▸ **WHAT YOU ARE ASKED TO DO**:
Find every line in the listing below that contains the word "table" and copy each one. Case counts.

##### DATASET EXCERPTS #####

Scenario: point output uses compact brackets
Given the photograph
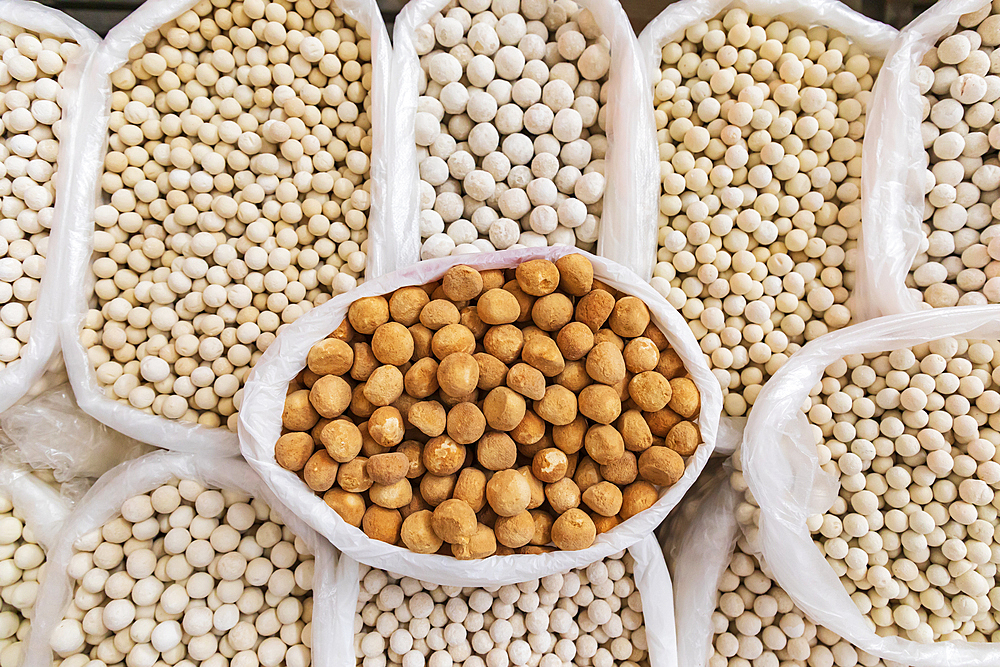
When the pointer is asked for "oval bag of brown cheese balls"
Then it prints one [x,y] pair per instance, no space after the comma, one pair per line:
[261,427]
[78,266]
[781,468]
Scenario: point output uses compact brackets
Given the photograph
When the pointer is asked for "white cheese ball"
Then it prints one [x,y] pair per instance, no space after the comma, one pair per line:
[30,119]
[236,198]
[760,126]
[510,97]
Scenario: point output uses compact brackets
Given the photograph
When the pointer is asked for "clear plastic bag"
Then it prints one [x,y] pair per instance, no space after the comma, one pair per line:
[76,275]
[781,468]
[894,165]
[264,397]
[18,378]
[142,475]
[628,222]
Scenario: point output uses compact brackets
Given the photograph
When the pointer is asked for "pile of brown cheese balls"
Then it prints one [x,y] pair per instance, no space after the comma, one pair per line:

#####
##### DATASET EXCERPTS #####

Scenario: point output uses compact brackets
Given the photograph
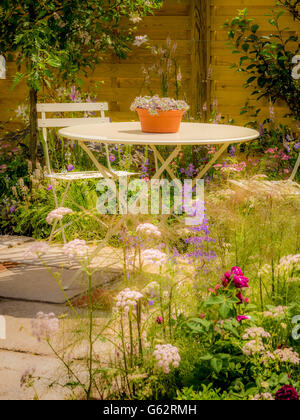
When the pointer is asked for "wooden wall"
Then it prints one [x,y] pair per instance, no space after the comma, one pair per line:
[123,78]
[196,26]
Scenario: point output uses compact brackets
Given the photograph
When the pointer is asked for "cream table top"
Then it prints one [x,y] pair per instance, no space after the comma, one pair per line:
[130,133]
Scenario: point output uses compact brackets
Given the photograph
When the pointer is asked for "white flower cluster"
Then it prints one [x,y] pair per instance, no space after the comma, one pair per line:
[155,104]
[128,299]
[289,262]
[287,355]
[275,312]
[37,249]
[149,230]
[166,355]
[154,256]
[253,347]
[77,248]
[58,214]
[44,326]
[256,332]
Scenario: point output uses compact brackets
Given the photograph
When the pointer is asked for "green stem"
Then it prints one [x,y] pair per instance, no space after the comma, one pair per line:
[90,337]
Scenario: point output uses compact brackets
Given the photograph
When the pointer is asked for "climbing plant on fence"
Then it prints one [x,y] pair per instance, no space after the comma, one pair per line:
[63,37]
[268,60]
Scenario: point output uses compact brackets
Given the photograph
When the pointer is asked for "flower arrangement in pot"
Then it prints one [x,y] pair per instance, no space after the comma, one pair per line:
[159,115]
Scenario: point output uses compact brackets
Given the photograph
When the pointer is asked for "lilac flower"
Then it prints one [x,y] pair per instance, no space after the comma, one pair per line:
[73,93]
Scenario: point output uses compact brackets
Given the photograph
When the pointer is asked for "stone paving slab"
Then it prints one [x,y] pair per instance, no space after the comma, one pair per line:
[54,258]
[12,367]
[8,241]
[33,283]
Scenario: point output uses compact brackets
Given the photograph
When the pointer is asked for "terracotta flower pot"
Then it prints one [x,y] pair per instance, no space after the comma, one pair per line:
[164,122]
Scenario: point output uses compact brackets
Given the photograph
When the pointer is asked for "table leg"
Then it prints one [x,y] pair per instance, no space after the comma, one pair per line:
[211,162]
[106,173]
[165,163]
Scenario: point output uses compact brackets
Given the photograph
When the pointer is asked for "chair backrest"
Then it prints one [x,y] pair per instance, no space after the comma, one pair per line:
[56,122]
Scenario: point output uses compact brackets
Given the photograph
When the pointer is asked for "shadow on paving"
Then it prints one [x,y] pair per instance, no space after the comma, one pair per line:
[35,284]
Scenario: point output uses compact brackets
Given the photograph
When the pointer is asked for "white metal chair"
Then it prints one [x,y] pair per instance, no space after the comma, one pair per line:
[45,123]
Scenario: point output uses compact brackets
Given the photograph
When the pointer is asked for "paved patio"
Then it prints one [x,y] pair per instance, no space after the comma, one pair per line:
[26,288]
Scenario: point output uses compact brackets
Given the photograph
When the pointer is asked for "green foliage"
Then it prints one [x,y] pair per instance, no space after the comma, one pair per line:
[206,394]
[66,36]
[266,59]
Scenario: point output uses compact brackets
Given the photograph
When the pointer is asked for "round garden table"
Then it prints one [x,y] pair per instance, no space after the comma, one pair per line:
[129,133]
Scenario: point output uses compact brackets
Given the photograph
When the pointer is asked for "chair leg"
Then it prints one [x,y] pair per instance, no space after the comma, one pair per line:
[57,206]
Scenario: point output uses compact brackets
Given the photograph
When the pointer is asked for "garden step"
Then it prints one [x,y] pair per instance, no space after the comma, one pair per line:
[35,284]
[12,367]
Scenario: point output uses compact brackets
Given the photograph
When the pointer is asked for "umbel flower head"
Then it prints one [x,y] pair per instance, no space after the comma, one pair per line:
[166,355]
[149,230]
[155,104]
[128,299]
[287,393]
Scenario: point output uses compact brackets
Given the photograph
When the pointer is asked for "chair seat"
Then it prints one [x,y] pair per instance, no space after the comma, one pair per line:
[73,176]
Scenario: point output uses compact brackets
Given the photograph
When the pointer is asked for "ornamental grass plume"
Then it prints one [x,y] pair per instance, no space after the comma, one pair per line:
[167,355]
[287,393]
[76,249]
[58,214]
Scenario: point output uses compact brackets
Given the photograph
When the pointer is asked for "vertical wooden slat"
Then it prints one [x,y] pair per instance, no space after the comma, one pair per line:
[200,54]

#####

▸ **FINAL RESULT**:
When the pointer is asked for "cream table top"
When the pointer is asked for "table leg"
When the pointer is asked for "round garden table"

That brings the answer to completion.